-- Opdracht 1 --
Beantwoord de volgende vragen over de tekst over bicepsletsels aan de elleboog.
(a) Bij wie komt een ontsteking van de bicepspees bijna enkel voor?
(b) Bij welke twee bewegingen tegen weerstand merkt men klinisch pijn in de elleboogplooi?
(c) Wat is de meest voorkomende leeftijd bij een bicepsscheur?
-- Opdracht 2 --
Herhaal letterlijk een deel van de tekst over bicepsletsels aan de elleboog. Begin bij de woorden "De behandeling is" en stop na "een zeldzame procedure.".
-- Opdracht 3 --
Geef alsjeblieft het vervolg van de tekst over bicepsletsels aan de elleboog, te beginnen na de laatste zin.

-- Bestudeerde tekst --
+===+

Bicepsletsels aan de elleboog

Tendinitis-Tendinose

Een ontsteking van de bicepspees komt bijna enkel bij mannen voor.

Er zijn 3 onderliggende oorzaken:

  • De ruimte tussen spaakbeen en ellepijp vermindert sterk bij pro- & supinatie, waardoor de pees ertussen wordt geklemd.
  • Het gebruik van anabole steroïden en androgenen
  • De distale bicepspees is een zone met een verminderde bloedvoorziening naar de pees (cfr. Distale achillespees)

Klinisch bemerkt men pijn in de elleboogplooi bij het plooien (=flexie) en naar boven draaien van de handpalm (=supinatie) tegen weerstand.

De behandeling is conservatief: rust, ijs, ontstekingsremmers, kinesitherapie & eventueel een afneembare gips. De plaats van corticoidinfiltraties is omstreden wegens een grotere kans op afscheuren van de pees.
Indien deze maatregelen niet helpen, kan een operatieve therapie overwogen worden: losmaken, proper maken en heraanhechten van de pees. Dit is een zeldzame procedure.

Bicepsscheur

Het typische verhaal bij een bicepsscheur is het plotse "poppen" bij de dalende fase van het tillen (=eccentrische fase). Het gaat meestal om een plots gebeuren met één uitlokkende handeling. De meest voorkomende leeftijd is rond de 55 jaar.

+===+

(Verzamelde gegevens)

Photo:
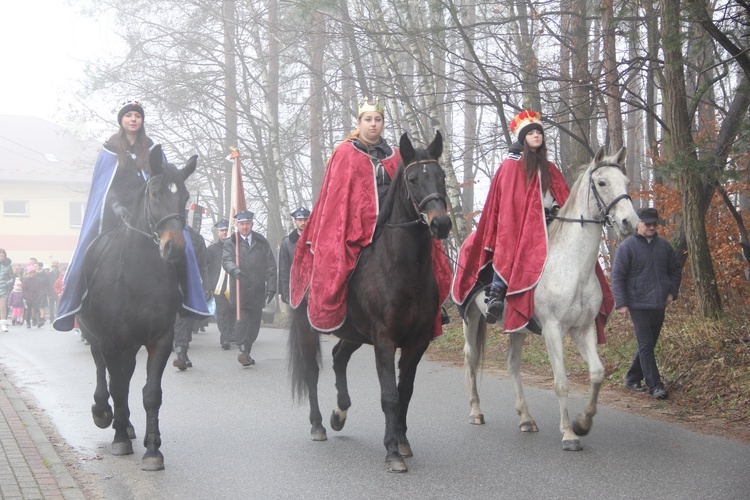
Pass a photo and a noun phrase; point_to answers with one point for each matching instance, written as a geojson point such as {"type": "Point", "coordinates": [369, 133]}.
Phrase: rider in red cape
{"type": "Point", "coordinates": [343, 223]}
{"type": "Point", "coordinates": [512, 232]}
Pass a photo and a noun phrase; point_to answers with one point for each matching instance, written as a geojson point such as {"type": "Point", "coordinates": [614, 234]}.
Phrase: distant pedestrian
{"type": "Point", "coordinates": [256, 273]}
{"type": "Point", "coordinates": [286, 251]}
{"type": "Point", "coordinates": [16, 303]}
{"type": "Point", "coordinates": [34, 294]}
{"type": "Point", "coordinates": [6, 286]}
{"type": "Point", "coordinates": [646, 278]}
{"type": "Point", "coordinates": [218, 279]}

+===+

-- Resultaat 1 --
(a) Bij mannen.
(b) Bij het plooien (flexie) en bij het naar boven draaien van de handpalm (supinatie).
(c) Rond de 55 jaar.

-- Resultaat 2 --
De behandeling is conservatief: rust, ijs, ontstekingsremmers, kinesitherapie & eventueel een afneembare gips. De plaats van corticoidinfiltraties is omstreden wegens een grotere kans op afscheuren van de pees.
Indien deze maatregelen niet helpen, kan een operatieve therapie overwogen worden: losmaken, proper maken en heraanhechten van de pees. Dit is een zeldzame procedure.

-- Resultaat 3 --
De bicepspees faalt bijna altijd door avulsie (losrukken) van de pees vanop haar aanhechtingsplaats op de tuberositas van de radius. Daarbij trekt de spierbuik zich terug in de richting van de schouder, waardoor er een bol ontstaat op de bovenarm. Er treedt een krachtverlies (+/- 50%) bij plooien en voornamelijk de supinatie (de handpalm naar boven draaien).

De behandeling is bijna steeds operatief: het heraanhechten van de pees thv zijn oorspronkelijke aanhechtingsplaats dmv een anker. Gaat men niet over tot operatief ingrijpen dan blijft de krachtvermindering in de elleboog (vnl bij het draaien van de onderarm (handpalm naar boven)) aanzienlijk. Dit kan dus enkel bij mensen met een sedentaire levenswijze die weinig functionele belemmering hebben van het krachtsverlies.

De ingreep wordt normaal gezien uitgevoerd via daghospitalisatie, U mag dus reeds ’s avonds het ziekenhuis verlaten.

Anesthesie: de ingreep gebeurt onder algemene verdoving.

Ingreep:

  1. Een incisie van een vijf tot acht cm wordt gemaakt net onder de elleboog. Soms dient de incisie verlengd te worden indien de pees teruggetrokken is.
  2. Het uiteinde van de pees wordt opgezocht en opgefrist.
  3. De oorspronkelijke aanhechtingsplaats (tuberositas radii) op het spaakbeen wordt tot op mooi doorbloed bot vrijgeprepareerd.
  4. Vervolgens wordt een botanker geplaatst voorzien van een hechtingsdraad waarmee de pees op zijn anatomische aanhechting terug wordt vastgeknoopt.
  5. De wonde wordt gespoeld en gesloten in lagen en een ellebooggips wordt aangelegd.

Postoperatieve verloop:

  1. Een open ellebooggips (atelle) voor 10-14 dagen: dan komt u terug op de raadpleging, de wonde wordt verzorgd en de hechtingen verwijderd.
  2. Een nieuwe synthetische ellebooggips wordt aangelegd voor weerom 10-14 dagen.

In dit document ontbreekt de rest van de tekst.